* Task to carry out: Line by line, transcribe the records exactly.
Input data START
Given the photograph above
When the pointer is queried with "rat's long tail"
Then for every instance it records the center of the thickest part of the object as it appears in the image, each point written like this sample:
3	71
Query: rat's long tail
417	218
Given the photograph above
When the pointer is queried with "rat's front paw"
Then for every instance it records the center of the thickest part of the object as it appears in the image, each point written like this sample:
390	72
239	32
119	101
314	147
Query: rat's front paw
Input data END
* Result:
Given the photograph above
When the pointer is queried with "rat's long tail"
Then for every instance it records the center of the thickest part of the object as it appears in the image, each point written like this sample:
3	71
Query: rat's long tail
417	218
Given the photograph above
When the pointer is queried with "rat's front paw"
Then for every instance it records the center of the thickest part of the object as it appears in the image, each point written like this sample:
390	72
239	32
119	101
314	147
Query: rat's front paw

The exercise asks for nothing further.